### Extract to read

In Part II of this series we noted that the adjustments our sample of producers made for overhead, interest and capital vs. operations totaled around $130 billion. Reflecting an overstatement for their market capitalization of $780 billion for about one third of North America's production profile. The motivation to do this, and to do so systemically and consistently throughout the industry by all producers for all this time, with the obvious and highly detrimental consequences being played out today, shows that the motivation I’m alleging is accurate. We noted the Bloomberg quote on Tuesday that had the “Energy” sub-industry value in the S&P 500 fall from 11% to 2%. The value of that loss can be quantified based on the market capitalization of the S&P, which is currently $23 trillion. Therefore the difference between 11% and 2% in terms of quantifiable loss these bureaucrats are responsible for would total $2.070 trillion. Chump change to these bureaucrats, we know, but losses realized by all others concerned with the industry.
There’s a theory in accounting known as the Efficient Market Hypothesis. In a nutshell it suggests that all information is known in the financial markets and therefore is reflected in the price of the participants in that market. When I see that the energy index represents a $2.07 trillion loss. And at the same time, by my calculations, the amount of overstated cash flow of one third of North America's production profile is approximately $130 billion, representing a market capitalization of $780 billion. It is reasonable then to conclude that what I’m discussing in this post is already understood and acted upon by the investment community. Yet, as we see, nothing is being done, nothing is being admitted to and conversely these producer bureaucrats believe they have everyone convinced otherwise.

### Rows
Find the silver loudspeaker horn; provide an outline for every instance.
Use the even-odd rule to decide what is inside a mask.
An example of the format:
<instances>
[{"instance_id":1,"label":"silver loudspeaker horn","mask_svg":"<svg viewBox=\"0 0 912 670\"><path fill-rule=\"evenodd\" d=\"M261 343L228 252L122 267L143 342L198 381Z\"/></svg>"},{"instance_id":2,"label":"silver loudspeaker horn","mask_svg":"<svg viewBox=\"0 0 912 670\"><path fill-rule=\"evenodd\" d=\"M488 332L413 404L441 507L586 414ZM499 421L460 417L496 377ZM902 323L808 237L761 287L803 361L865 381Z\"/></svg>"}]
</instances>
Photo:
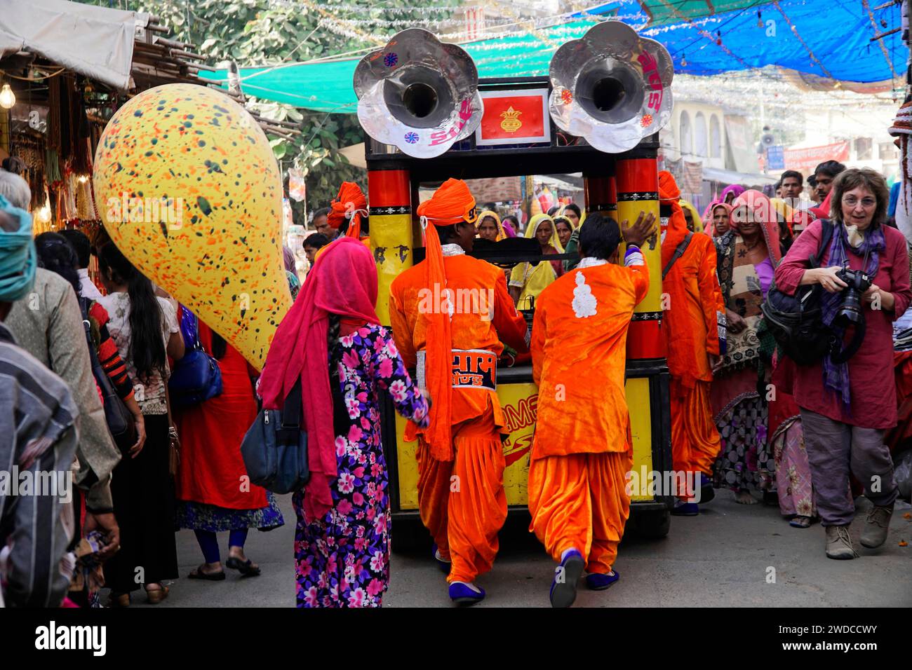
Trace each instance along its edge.
<instances>
[{"instance_id":1,"label":"silver loudspeaker horn","mask_svg":"<svg viewBox=\"0 0 912 670\"><path fill-rule=\"evenodd\" d=\"M551 118L600 151L633 149L671 118L671 57L618 21L562 45L550 76Z\"/></svg>"},{"instance_id":2,"label":"silver loudspeaker horn","mask_svg":"<svg viewBox=\"0 0 912 670\"><path fill-rule=\"evenodd\" d=\"M371 138L409 156L440 156L482 122L472 57L420 28L397 33L355 68L358 119Z\"/></svg>"}]
</instances>

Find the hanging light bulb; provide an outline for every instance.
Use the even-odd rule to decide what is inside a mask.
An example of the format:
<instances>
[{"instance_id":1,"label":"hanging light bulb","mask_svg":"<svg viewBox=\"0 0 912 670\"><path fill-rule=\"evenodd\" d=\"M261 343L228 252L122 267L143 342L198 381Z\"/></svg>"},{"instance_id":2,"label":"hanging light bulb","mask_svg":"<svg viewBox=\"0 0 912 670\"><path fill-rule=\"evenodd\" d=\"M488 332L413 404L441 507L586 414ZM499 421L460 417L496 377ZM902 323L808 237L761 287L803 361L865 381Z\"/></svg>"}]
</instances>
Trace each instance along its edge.
<instances>
[{"instance_id":1,"label":"hanging light bulb","mask_svg":"<svg viewBox=\"0 0 912 670\"><path fill-rule=\"evenodd\" d=\"M0 107L4 109L11 109L15 104L16 94L14 94L13 89L9 88L9 84L4 84L3 90L0 90Z\"/></svg>"}]
</instances>

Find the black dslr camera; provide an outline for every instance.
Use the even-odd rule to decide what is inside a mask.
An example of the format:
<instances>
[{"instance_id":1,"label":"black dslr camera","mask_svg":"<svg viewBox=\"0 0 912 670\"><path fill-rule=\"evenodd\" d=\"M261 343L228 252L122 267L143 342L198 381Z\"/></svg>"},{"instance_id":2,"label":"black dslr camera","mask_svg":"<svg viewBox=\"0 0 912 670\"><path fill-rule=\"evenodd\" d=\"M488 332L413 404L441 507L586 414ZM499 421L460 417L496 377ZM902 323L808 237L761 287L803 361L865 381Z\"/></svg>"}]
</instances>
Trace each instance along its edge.
<instances>
[{"instance_id":1,"label":"black dslr camera","mask_svg":"<svg viewBox=\"0 0 912 670\"><path fill-rule=\"evenodd\" d=\"M843 268L836 276L846 283L843 289L843 300L833 323L841 326L857 325L864 321L861 296L871 286L871 278L863 270Z\"/></svg>"}]
</instances>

### Task goal
Reproduce the commentary on energy producers word for word, from "There’s a theory" to "everyone convinced otherwise.". The records are separate material, apart from the text.

### Problem solution
There’s a theory in accounting known as the Efficient Market Hypothesis. In a nutshell it suggests that all information is known in the financial markets and therefore is reflected in the price of the participants in that market. When I see that the energy index represents a $2.07 trillion loss. And at the same time, by my calculations, the amount of overstated cash flow of one third of North America's production profile is approximately $130 billion, representing a market capitalization of $780 billion. It is reasonable then to conclude that what I’m discussing in this post is already understood and acted upon by the investment community. Yet, as we see, nothing is being done, nothing is being admitted to and conversely these producer bureaucrats believe they have everyone convinced otherwise.